# START OF Source extract
Navigating social media is tough, especially when you know that everything you do is being tracked. Machine learning is employed to organize these giant pools of user data—by first understanding that online spaces are not natural but artificially engineered. We know that everything we see as we scroll is deliberate. When we start to see a lot of one thing, we may never stop seeing it. It is the reason why you may never stop seeing a certain trend or idea on your feeds. Companies aren’t interested in leveraging your data to do what’s best for you—they are interested in using it to figure out how to keep you on the app and engaging with its content for as long as possible.
That isn’t such a surprising idea on its face—a private company lives and dies based on how much its service is being used by users. But many people don’t use social media simply to find a distraction or communicate with others. Social media is now a place where people turn first to get information about the world. And that’s not a service that always runs neatly with company goals.
According to one report by Deloitte, 51 percent of Gen Z teens use social media feeds to get their news. When information is drowned out or filtered by the time it gets on our feeds, we don’t always get the full picture. In times of rampant misinformation, clickbait, and different versions of the same story; media companies selecting what part of the conversation we subscribe to is dangerous. “A lot of my knowledge about the world and my politics comes from social media,” Sarah Baum, a fellow Gen Z social media user from New Jersey, who relies on these Apps for her job, told me. An algorithm-driven feed only provides a half-formed or distorted picture of what is really happening.
This narrative is far too common. The algorithms are promoted as an automated, intelligent way to give us what we want. Have an interest in cute puppies? The feed will answer the call and give you all the derpy pugs you can handle. Falling into a K-hole of 18th-century history? Weird, but the feed will serve you up some history posts.
The problem is that young people like myself want to move away from narrow-minded circles and are currently neck-deep in. Gen Z is tired of redundant feeds and wants to be exposed to more than what is handpicked by the algorithm.
“Everyone talks about what side of TikTok you’re on… but I love learning about new things,” said Baum. “Sometimes something will pop up on Tik Tok about a new book that I’ve never read or a thought I’ve never heard of, and I am not exposed very often.” Ironically, the algorithms’ ability to more precisely predict what a user wants and deliver it to them is exactly what younger users don’t want. Unable to fully overcome the clutches of the algorithms, people like Baum are now “operating social media with a healthy skepticism,” she said.
# END OF Source extract
# START OF Data extract
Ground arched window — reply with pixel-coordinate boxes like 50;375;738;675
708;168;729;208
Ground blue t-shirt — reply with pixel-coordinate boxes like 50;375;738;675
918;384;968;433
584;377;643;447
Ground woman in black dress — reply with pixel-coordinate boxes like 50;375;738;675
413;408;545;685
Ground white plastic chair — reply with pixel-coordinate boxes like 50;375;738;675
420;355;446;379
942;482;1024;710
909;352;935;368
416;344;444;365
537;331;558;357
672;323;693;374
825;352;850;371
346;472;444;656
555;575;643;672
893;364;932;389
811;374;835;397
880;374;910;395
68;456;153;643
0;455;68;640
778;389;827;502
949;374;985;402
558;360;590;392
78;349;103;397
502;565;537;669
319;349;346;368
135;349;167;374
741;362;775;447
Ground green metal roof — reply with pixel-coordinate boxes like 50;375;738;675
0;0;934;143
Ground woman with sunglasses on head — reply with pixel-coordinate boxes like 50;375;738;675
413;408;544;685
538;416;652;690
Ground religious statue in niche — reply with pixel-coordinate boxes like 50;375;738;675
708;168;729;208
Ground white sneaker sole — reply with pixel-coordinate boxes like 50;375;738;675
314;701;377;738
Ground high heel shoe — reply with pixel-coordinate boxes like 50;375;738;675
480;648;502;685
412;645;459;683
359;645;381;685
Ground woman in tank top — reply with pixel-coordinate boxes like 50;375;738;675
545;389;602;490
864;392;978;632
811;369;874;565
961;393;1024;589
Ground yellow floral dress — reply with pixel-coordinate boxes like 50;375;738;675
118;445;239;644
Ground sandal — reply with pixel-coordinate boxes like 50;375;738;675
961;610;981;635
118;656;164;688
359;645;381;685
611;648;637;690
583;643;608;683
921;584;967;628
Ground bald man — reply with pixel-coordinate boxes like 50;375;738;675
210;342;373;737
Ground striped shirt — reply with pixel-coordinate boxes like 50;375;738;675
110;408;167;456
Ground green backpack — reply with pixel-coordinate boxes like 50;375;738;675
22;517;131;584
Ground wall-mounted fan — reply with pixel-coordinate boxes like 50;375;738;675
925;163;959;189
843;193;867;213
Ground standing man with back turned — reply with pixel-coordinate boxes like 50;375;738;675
# END OF Data extract
:: Set task 1 ::
In the passage on social media feeds, what share of Gen Z teens use social media feeds to get their news?
:: Set task 2 ::
Decide whether each statement agrees with the passage on social media feeds, answering yes or no and quoting the words that decide it: (a) Sarah Baum is from New Jersey. (b) Companies use people's data mainly to do what is best for them. (c) Baum says she is often exposed to new books and thoughts.
The material was drawn from a different source than the passage on social media feeds.

:: Written response 1 ::
51 percent, according to a report by Deloitte.

:: Written response 2 ::
(a) Yes: "Sarah Baum, a fellow Gen Z social media user from New Jersey"
(b) No: "Companies aren’t interested in leveraging your data to do what’s best for you"
(c) No: "and I am not exposed very often"